▸ **Document extract**
Meanwhile, Granillo worked at as many as three jobs at a time to afford a car — the ultimate teenage liberator — and continued to make excellent grades. Despite the offer from Northern Arizona, she ended up studying psychology and Spanish at the University of Arizona in her hometown. Her first impulse was to practice clinical psychology and help people directly.

“I had a lot of people who reached out and helped me,” she says. “When I got to college, that’s what I wanted to do.”

At one point, she found herself in a summer program for minority students meant to help them prepare for graduate school.

“What is that?” Granillo wondered. “I don’t even know what that would be.”

She started falling in love, however, with the research end of her field in two labs, one run by Mexican-American Studies, the other for social psychologists. Supervisors from each program gave her conflicting advice, and she felt torn between academics and clinical psychology. She told school leader Maria Teresa Velez that she was considering graduate school at Arizona State University.

“No, you are not,” Velez told her. “You’re going to Arizona; here’s a letter.”

But Arizona’s clinical psychology graduate program wasn’t her cup of tea. While taking a year off from school, she worked in a restaurant, at a nonprofit and in research. (Always with the three jobs!)

She realized that her heart belonged to social justice. Then the University of Michigan offered her a full ride for six years of joint study in social work and psychology, focusing on Latina adolescence and well-being.

“We were finding high rates of depression and suicidal ideation,” she says. “How are these girls getting help?”

After earning her Ph.D. at age 28, she was hired by the University of Texas as a tenure-track professor, specializing in Latina adolescent mental health and help-seeking behaviors.

“What’s the difference between the girls who make it and those who don’t?” Granillo asked. “Why are they experiencing so much distress? How can we help?”

One day at UT, she saw a little office with a little sign that read “Con Mi Madre.”

Granillo: “I think I need to be involved with that.”

Her true calling

Granillo became, in effect, UT’s liaison with the nonprofit, which started, like many good things in Austin, as a volunteer program of the Junior League. The group had accumulated data, going back to 1992, about how mothers and daughters had performed in the program. Familial learning pairs attend weekend conferences together, then split up for breakout sessions tailored to their ages.

▸ **Work to complete**
Decide whether each statement agrees with the excerpt about Granillo, answering yes or no and quoting the words of the excerpt that settle it. 1. Granillo studied psychology and Spanish at the University of Arizona. 2. The University of Michigan offered her a full ride for four years. 3. Con Mi Madre began as a volunteer program of the Junior League.

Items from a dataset

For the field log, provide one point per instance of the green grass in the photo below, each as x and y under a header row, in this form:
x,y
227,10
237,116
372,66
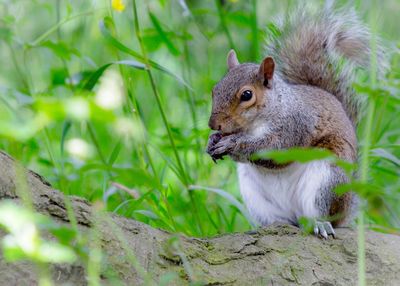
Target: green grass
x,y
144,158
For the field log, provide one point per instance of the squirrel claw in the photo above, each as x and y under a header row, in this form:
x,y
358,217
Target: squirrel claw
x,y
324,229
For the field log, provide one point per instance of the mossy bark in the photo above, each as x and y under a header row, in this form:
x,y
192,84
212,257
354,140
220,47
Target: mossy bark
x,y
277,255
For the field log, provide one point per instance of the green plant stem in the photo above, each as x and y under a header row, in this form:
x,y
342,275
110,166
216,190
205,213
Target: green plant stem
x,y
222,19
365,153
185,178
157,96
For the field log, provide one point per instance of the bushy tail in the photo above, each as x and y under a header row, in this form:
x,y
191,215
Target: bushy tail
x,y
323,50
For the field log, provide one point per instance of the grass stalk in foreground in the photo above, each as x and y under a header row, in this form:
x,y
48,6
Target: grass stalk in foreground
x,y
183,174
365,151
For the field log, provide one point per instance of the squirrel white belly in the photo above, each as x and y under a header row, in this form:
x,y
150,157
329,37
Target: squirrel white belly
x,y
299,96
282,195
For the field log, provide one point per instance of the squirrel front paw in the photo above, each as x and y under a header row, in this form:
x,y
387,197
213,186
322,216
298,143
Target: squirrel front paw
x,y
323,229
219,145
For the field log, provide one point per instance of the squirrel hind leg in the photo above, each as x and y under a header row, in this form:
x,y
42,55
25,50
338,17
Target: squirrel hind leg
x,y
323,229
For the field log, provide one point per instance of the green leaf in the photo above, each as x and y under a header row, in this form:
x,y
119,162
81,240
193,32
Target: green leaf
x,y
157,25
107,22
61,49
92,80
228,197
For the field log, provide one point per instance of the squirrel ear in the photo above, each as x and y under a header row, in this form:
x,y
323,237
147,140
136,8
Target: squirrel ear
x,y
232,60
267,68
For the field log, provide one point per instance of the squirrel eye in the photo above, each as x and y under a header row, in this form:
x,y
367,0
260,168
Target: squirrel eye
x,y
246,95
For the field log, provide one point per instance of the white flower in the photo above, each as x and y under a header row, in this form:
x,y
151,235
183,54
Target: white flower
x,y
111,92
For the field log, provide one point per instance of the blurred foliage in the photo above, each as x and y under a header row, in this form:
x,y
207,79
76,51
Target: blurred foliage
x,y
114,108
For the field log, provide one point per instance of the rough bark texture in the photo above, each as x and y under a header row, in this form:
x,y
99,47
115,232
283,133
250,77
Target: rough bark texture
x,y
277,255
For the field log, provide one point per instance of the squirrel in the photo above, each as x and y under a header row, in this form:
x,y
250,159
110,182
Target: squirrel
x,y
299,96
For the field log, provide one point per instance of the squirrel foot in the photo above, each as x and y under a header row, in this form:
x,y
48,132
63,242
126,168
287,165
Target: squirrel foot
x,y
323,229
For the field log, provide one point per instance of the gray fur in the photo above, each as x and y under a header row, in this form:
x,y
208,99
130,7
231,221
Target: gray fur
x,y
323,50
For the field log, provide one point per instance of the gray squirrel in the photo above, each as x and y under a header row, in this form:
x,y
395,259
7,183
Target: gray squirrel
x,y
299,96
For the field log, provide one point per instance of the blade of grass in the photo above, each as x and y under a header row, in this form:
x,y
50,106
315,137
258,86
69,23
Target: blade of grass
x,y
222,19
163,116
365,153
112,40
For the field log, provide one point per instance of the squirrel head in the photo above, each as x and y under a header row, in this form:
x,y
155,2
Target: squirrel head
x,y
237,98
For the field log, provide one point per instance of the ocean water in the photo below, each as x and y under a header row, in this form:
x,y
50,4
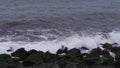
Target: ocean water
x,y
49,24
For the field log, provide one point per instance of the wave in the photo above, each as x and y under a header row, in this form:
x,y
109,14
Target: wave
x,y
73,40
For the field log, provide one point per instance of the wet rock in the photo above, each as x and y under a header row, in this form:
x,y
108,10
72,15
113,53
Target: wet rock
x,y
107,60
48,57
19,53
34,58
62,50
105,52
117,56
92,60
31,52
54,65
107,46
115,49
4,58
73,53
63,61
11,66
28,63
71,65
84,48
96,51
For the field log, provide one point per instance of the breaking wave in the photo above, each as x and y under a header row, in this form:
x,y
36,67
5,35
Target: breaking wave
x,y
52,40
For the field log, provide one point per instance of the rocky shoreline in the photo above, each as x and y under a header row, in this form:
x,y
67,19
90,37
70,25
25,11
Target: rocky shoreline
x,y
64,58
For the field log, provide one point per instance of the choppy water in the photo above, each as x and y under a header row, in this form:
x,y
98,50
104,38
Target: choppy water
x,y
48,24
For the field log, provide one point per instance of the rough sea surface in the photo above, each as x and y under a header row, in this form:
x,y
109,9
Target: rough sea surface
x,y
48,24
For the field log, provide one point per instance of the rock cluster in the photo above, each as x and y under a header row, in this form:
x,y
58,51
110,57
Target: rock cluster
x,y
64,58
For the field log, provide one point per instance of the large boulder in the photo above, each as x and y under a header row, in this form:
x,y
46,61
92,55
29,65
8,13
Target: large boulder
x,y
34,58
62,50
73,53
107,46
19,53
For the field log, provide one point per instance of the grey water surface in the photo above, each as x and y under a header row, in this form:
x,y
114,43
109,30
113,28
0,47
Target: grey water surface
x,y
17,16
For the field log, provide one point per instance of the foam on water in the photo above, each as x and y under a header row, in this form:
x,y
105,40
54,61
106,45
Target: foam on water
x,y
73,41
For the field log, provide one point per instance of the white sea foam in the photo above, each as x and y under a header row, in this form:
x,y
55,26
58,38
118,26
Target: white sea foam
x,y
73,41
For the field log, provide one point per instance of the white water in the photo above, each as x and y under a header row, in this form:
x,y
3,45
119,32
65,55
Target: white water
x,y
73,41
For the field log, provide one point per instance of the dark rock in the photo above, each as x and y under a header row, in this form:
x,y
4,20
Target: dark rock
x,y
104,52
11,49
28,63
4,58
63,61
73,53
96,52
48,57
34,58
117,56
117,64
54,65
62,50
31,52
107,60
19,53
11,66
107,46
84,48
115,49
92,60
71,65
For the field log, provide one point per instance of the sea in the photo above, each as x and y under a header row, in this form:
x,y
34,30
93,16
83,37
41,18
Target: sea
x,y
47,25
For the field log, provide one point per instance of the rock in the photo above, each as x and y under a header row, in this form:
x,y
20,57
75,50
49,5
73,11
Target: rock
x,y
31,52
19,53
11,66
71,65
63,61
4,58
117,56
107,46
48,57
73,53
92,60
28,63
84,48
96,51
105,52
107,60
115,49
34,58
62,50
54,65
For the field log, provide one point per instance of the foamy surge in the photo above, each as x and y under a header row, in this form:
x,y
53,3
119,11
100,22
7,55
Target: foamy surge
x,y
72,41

▸ **Exercise response**
1. Yes: "she ended up studying psychology and Spanish at the University of Arizona in her hometown."
2. No: "the University of Michigan offered her a full ride for six years of joint study in social work and psychology"
3. Yes: "started, like many good things in Austin, as a volunteer program of the Junior League."